(PASSAGE FOR REVIEW Opens)

Continua's Past, Present, and Future with Podcast Audio Generation
Today’s post rounds out our series on podcast creation and covers audio generation. Future posts will discuss the work beyond the podcast in terms of interactivity, building out a UI, etc. See our previous posts, here: [1], [2], [3], [4]. While arguably the largest piece of a podcast, the audio is the piece we have the least control over and the area we see the greatest potential for future exploration. In this post, I’ll walk you through how we generated audio in the past, the model we use now and some of its quirks, and what we plan to do in the future.
What We Tried Before
When we first started working on generative podcasts back in October, there was no speech dialogue model available. Instead, we used single voice models to generate each host’s lines independently and stitched the segments together. We began by experimenting with Open AI’s audio API as well as Google’s one speaker Studio Voices. Below are examples of the same dialogue generated by both single-speaker models.
OpenAI:
Google One Speaker Studio:
Our preference was Google’s voices, so we started using them in production. The main issue with Google’s TTS models is that the better the voice quality, the lower the controllability. For instance, Google’s older models allow for SSML input, which lets you control pauses, pronunciation, emphasis, and other details of speech. Google’s one speaker studio voice allows some customizability, but not <emphasis> and <prosody pitch>, which control how excited a speaker sounds, how quickly they speak, and the pitch of their voice. It’s also important to note that neither the one or two speaker Studio voices support streaming, which is essential for development with respect to real-time speech.
In the following clip, I’m using the Standard Google voices with SSML input. If you listen closely, you’ll note subtle differences in speed, pitch, and volume throughout the dialogue.

(PASSAGE FOR REVIEW Closes)
(ENTRIES PROVIDED Opens)

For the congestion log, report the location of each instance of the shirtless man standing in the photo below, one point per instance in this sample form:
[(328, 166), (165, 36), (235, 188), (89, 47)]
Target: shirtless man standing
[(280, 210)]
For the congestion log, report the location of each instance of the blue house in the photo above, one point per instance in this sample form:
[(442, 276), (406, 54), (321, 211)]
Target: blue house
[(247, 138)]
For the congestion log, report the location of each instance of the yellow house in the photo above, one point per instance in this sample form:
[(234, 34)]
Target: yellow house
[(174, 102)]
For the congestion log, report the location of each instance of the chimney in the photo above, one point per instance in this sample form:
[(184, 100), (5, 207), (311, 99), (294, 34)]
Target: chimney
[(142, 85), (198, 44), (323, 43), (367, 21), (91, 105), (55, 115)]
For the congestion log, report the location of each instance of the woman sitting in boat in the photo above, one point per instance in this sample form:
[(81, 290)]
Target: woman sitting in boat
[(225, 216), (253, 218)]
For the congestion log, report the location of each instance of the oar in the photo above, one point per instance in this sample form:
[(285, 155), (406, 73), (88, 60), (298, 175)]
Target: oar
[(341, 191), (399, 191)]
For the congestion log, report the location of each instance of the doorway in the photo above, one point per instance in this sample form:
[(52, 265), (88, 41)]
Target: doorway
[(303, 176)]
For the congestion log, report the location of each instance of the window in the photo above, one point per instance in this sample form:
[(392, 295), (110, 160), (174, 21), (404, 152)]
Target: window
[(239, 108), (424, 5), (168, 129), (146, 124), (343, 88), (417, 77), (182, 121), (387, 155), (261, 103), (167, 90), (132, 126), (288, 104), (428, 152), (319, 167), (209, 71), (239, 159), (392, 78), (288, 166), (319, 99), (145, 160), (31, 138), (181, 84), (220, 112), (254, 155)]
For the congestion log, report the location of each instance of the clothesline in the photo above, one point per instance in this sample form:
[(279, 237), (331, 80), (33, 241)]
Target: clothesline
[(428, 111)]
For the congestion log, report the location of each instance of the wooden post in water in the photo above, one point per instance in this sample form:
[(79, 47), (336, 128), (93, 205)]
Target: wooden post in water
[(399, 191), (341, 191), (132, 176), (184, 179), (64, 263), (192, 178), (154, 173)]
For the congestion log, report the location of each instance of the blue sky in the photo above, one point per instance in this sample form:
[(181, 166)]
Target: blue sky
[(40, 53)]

(ENTRIES PROVIDED Closes)

• **YOUR TASKS**:
• a. Do the following statements agree with the post on podcast audio generation? (i) When the work on generative podcasts began in October, a speech dialogue model was already available. (ii) Google's one speaker studio voice does not allow <emphasis> and <prosody pitch>. (iii) The two speaker Studio voices support streaming. Answer yes or no for each and quote the deciding words.
• b. Quote the part of the post on podcast audio generation that opens with the words containing "What We Tried" and closes with "both single-speaker models.".
• c. In the clip made with the Standard Google voices and SSML input, which differences does the post on podcast audio generation say a listener will notice? List every one.

• **SOLUTION LIST**:
• a.
(i) No: "there was no speech dialogue model available."
(ii) Yes: "Google’s one speaker studio voice allows some customizability, but not <emphasis> and <prosody pitch>"
(iii) No: "neither the one or two speaker Studio voices support streaming"

• b.
What We Tried Before
When we first started working on generative podcasts back in October, there was no speech dialogue model available. Instead, we used single voice models to generate each host’s lines independently and stitched the segments together. We began by experimenting with Open AI’s audio API as well as Google’s one speaker Studio Voices. Below are examples of the same dialogue generated by both single-speaker models.

• c. Speed, pitch, volume